Exercise instructions » Arrange every one of the lines below as a numbered list, skipping any blank lines. Leave the pictures out of your answer.

[Object position labeling entries]
__________________________________________________

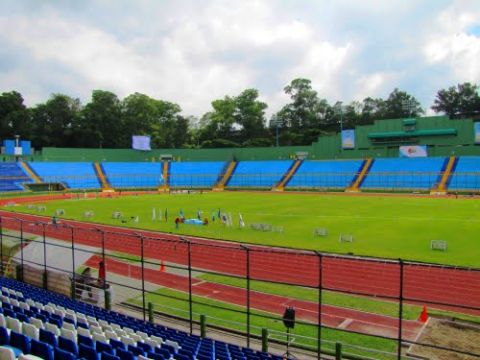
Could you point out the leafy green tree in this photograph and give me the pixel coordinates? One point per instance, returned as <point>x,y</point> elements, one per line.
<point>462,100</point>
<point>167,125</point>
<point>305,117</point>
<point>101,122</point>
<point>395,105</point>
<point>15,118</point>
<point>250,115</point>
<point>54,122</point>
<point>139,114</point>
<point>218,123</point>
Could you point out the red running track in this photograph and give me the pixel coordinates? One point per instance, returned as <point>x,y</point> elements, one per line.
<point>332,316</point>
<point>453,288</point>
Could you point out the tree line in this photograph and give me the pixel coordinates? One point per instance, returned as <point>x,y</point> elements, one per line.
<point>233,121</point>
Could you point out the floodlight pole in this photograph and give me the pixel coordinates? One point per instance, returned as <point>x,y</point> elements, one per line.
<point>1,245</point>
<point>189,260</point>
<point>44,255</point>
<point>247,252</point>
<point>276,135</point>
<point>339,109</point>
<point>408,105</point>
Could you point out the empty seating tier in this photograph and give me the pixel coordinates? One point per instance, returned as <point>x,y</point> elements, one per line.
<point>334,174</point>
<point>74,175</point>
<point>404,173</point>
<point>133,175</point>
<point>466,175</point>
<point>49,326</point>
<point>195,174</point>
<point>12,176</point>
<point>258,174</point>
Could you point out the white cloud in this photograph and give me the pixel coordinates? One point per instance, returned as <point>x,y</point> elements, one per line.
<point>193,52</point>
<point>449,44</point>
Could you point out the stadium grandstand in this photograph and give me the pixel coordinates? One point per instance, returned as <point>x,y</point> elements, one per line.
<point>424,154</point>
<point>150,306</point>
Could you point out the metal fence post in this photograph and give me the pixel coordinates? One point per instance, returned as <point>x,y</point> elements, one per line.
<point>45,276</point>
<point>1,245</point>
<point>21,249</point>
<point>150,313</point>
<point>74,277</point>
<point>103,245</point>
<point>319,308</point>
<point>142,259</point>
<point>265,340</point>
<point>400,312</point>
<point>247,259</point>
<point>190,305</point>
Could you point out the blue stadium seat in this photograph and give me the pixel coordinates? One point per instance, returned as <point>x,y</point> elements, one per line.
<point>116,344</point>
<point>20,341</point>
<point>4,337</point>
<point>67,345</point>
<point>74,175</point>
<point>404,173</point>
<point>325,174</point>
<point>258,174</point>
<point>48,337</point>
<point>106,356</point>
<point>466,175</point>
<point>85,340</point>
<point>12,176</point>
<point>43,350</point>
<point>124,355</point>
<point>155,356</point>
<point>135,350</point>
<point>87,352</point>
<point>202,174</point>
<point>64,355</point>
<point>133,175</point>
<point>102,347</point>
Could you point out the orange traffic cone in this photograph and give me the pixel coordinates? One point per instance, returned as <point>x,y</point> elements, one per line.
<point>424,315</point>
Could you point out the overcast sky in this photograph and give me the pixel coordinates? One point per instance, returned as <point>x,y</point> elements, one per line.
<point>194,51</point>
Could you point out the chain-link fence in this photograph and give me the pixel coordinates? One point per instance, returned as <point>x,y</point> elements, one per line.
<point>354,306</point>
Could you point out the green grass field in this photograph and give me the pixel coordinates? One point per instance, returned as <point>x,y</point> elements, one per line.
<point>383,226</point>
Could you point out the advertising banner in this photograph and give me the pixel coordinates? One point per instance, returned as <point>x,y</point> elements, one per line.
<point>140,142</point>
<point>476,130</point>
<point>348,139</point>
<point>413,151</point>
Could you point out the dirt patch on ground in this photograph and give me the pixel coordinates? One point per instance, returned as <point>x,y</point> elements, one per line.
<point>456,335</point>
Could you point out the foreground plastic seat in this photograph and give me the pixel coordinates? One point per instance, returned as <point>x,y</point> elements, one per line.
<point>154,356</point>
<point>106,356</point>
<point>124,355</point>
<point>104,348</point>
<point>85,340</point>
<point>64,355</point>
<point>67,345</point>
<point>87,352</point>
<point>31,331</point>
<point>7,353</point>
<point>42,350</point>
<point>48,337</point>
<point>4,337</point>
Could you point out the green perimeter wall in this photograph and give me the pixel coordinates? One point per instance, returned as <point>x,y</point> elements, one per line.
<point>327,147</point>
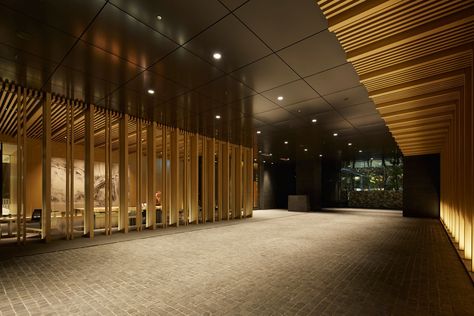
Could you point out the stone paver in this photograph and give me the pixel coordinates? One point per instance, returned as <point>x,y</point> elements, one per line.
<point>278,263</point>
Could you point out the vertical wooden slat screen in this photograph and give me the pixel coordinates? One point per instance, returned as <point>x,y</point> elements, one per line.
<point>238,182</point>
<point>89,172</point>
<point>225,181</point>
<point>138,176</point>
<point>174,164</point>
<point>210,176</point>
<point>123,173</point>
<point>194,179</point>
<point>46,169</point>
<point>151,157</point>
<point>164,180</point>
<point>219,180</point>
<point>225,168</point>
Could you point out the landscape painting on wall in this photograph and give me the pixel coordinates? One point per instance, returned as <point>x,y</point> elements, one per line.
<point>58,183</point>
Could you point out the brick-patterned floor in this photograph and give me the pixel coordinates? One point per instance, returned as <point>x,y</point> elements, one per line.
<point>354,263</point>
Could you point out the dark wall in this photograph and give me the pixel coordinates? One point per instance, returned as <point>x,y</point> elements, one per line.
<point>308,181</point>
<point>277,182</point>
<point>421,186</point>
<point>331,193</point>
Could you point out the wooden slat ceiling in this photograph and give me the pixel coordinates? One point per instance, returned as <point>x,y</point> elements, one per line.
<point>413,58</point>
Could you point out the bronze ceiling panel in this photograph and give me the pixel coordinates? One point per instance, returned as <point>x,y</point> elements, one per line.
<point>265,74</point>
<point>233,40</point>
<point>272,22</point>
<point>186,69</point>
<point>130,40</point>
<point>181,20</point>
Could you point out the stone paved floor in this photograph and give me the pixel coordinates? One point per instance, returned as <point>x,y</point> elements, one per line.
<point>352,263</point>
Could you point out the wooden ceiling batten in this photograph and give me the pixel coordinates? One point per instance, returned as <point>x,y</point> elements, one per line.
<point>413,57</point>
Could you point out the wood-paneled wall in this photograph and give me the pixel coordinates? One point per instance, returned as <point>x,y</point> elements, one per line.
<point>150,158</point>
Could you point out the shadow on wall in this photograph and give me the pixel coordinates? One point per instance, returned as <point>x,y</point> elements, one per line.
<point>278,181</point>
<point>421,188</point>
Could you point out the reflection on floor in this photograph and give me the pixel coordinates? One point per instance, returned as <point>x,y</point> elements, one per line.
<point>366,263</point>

__________________________________________________

Solution to the exercise »
1. Could you point out the leafy green tree in this photograph and give me the pixel coordinates? One point per instance, returned as <point>x,y</point> elements, one per line.
2. <point>462,100</point>
3. <point>167,125</point>
4. <point>305,117</point>
5. <point>101,122</point>
6. <point>395,105</point>
7. <point>15,118</point>
8. <point>250,115</point>
9. <point>54,122</point>
10. <point>139,114</point>
11. <point>218,123</point>
12. Could you point out the red running track in this photograph and give me the pixel coordinates? One point per instance, returned as <point>x,y</point> elements, one per line.
13. <point>332,316</point>
14. <point>453,288</point>
15. Could you point out the tree line in this photograph and give me the pixel coordinates? One point per instance, returned as <point>x,y</point> elements, one per line.
16. <point>233,121</point>
17. Could you point out the floodlight pole in this photograph and give me the pixel coordinates? One point per instance, returned as <point>x,y</point> elements, one per line.
18. <point>1,245</point>
19. <point>189,260</point>
20. <point>44,255</point>
21. <point>247,252</point>
22. <point>276,135</point>
23. <point>339,109</point>
24. <point>408,105</point>
25. Could you point out the empty seating tier in this photograph and give me the pixel coordinates? One point per instance, returned as <point>x,y</point> elements, one per line.
26. <point>334,174</point>
27. <point>74,175</point>
28. <point>404,173</point>
29. <point>133,175</point>
30. <point>466,175</point>
31. <point>49,326</point>
32. <point>195,174</point>
33. <point>12,176</point>
34. <point>258,174</point>
35. Could you point out the white cloud in this photograph and give me the pixel coordinates? One point per instance, returned as <point>x,y</point> elements, one per line.
36. <point>193,52</point>
37. <point>449,44</point>
38. Could you point out the stadium grandstand in this photograph and give me the pixel coordinates? One point per instance, returned as <point>x,y</point> elements, one per line.
39. <point>424,154</point>
40. <point>150,306</point>
41. Could you point out the metal fence post in this photograph and give me the pixel coordinates? One point per instance, returned as <point>x,y</point> elements, one per line.
42. <point>45,276</point>
43. <point>1,245</point>
44. <point>21,249</point>
45. <point>150,313</point>
46. <point>74,277</point>
47. <point>103,245</point>
48. <point>319,308</point>
49. <point>142,259</point>
50. <point>265,340</point>
51. <point>400,312</point>
52. <point>247,259</point>
53. <point>190,305</point>
54. Could you point out the blue stadium seat in this photograph and give me the pixel coordinates? One point per instance, returned as <point>x,y</point> elements, one per line.
55. <point>116,344</point>
56. <point>20,341</point>
57. <point>4,337</point>
58. <point>67,345</point>
59. <point>74,175</point>
60. <point>404,173</point>
61. <point>325,174</point>
62. <point>258,174</point>
63. <point>48,337</point>
64. <point>106,356</point>
65. <point>466,175</point>
66. <point>85,340</point>
67. <point>12,176</point>
68. <point>43,350</point>
69. <point>124,355</point>
70. <point>155,356</point>
71. <point>135,350</point>
72. <point>87,352</point>
73. <point>202,174</point>
74. <point>64,355</point>
75. <point>133,175</point>
76. <point>102,347</point>
77. Could you point out the orange traffic cone in this photograph and give me the pixel coordinates? One point per instance, returned as <point>x,y</point> elements, one per line.
78. <point>424,315</point>
79. Could you point out the overcast sky in this photograph and give me the pixel coordinates? One point per instance, returned as <point>x,y</point> elements, one per line.
80. <point>194,51</point>
81. Could you point out the chain-link fence in this photograph and give me the pixel coordinates? One point per instance, returned as <point>x,y</point> elements, one per line.
82. <point>354,306</point>
83. Could you point out the green grass field in this photograph and give me the pixel coordinates? One point per instance, returned as <point>x,y</point> elements, one per line.
84. <point>383,226</point>
85. Could you point out the advertising banner in this photograph and give me the pixel coordinates? One point per instance, returned as <point>x,y</point> elements, one per line.
86. <point>140,142</point>
87. <point>476,130</point>
88. <point>348,139</point>
89. <point>413,151</point>
90. Could you point out the dirt patch on ground in this photograph and give me the pixel coordinates? One point per instance, returned as <point>x,y</point> elements, one per line.
91. <point>456,335</point>
92. Could you point out the foreground plastic seat in this photograph and give me the pixel coordinates? One point per instance, returned as <point>x,y</point> elements, one per line.
93. <point>154,356</point>
94. <point>106,356</point>
95. <point>124,355</point>
96. <point>104,348</point>
97. <point>85,340</point>
98. <point>64,355</point>
99. <point>67,345</point>
100. <point>87,352</point>
101. <point>31,331</point>
102. <point>7,353</point>
103. <point>42,350</point>
104. <point>48,337</point>
105. <point>4,337</point>
106. Could you point out the green perimeter wall in this photograph and give me the pixel coordinates? One point per instance, returned as <point>x,y</point> elements, one per line.
107. <point>327,147</point>
108. Could you point out the stone paver in this photograph and give me the pixel coordinates? One point per instance, returned as <point>x,y</point> elements, one per line.
109. <point>278,263</point>
110. Could you point out the vertical wooden slat screen in this photograph and give me the pixel coordinates? One point per instance, returned as <point>x,y</point> elements, one per line.
111. <point>238,182</point>
112. <point>89,172</point>
113. <point>225,181</point>
114. <point>138,176</point>
115. <point>174,164</point>
116. <point>210,176</point>
117. <point>123,173</point>
118. <point>194,179</point>
119. <point>46,169</point>
120. <point>151,157</point>
121. <point>164,180</point>
122. <point>219,180</point>
123. <point>225,168</point>
124. Could you point out the landscape painting on wall in this photograph and give me the pixel coordinates? One point per instance, returned as <point>x,y</point> elements, one per line.
125. <point>58,183</point>
126. Could you point out the brick-patterned floor in this photograph and give me the pixel coordinates? One point per instance, returned as <point>x,y</point> elements, one per line.
127. <point>354,263</point>
128. Could you point out the dark wall in this photograph and give me the pixel coordinates? One point per instance, returned as <point>x,y</point> elements, one per line.
129. <point>308,181</point>
130. <point>277,182</point>
131. <point>421,186</point>
132. <point>331,193</point>
133. Could you point out the wooden slat ceiling in this photograph and give me the pixel coordinates? One point per instance, returned as <point>x,y</point> elements, one per line.
134. <point>413,58</point>
135. Could you point out the bronze ceiling panel in this photograph and give me the pixel coordinates? One point per instance, returned as <point>x,y</point> elements, one per line.
136. <point>265,74</point>
137. <point>233,40</point>
138. <point>272,22</point>
139. <point>186,69</point>
140. <point>130,40</point>
141. <point>181,20</point>
142. Could you point out the stone paved floor in this photograph and give me the pixel coordinates? One point per instance, returned as <point>x,y</point> elements, one per line.
143. <point>352,263</point>
144. Could you point out the wooden ceiling batten in this photograph and give me the pixel coordinates? One point per instance, returned as <point>x,y</point> elements, one per line.
145. <point>413,57</point>
146. Could you point out the wood-paneled wall in this photograph and give me the pixel coordinates? One point per instance, returned as <point>x,y</point> elements, one per line.
147. <point>150,158</point>
148. Could you point out the shadow on wall in this photograph and give me the pixel coordinates? One point per instance, returned as <point>x,y</point> elements, one per line.
149. <point>278,181</point>
150. <point>421,188</point>
151. Could you point out the reflection on floor in this photograph and give me the pixel coordinates? One point per instance, returned as <point>x,y</point> elements, one per line.
152. <point>366,263</point>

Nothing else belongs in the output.